*Provided records*:
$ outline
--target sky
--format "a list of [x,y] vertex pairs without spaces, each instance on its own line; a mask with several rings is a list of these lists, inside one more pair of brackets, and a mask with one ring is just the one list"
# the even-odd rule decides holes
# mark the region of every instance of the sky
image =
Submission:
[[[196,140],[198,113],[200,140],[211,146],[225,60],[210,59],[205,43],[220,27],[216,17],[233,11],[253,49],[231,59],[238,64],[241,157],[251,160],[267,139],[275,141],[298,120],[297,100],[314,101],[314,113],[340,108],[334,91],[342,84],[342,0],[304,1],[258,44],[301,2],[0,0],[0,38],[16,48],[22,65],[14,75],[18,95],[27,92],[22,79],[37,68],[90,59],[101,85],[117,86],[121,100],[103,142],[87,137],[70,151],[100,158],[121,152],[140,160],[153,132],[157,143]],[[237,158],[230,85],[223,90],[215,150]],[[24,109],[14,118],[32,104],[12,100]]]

*Given request*:
Write out the records above again, keeping each one identical to the original.

*Solution to the exercise*:
$ outline
--target sky
--format "a list of [x,y] vertex pairs without spaces, each instance on its own line; a mask with several rings is a list of these lists, inside one more pair of brackets, and a mask with one ring is just the one list"
# the even-odd rule decides holes
# mark the region of every instance of the sky
image =
Submission:
[[[196,140],[198,113],[200,140],[211,146],[225,60],[210,59],[205,43],[220,27],[216,17],[233,11],[253,49],[231,59],[238,64],[241,157],[251,160],[267,139],[275,141],[298,120],[297,100],[314,101],[314,113],[340,108],[334,91],[342,84],[342,0],[304,1],[258,44],[301,2],[0,0],[0,38],[16,48],[22,65],[14,75],[18,95],[27,92],[22,79],[37,68],[90,59],[101,85],[117,86],[121,100],[103,142],[87,137],[70,151],[100,158],[121,152],[140,160],[153,132],[157,143]],[[237,158],[230,85],[223,90],[215,150]],[[24,109],[14,118],[32,104],[12,100]]]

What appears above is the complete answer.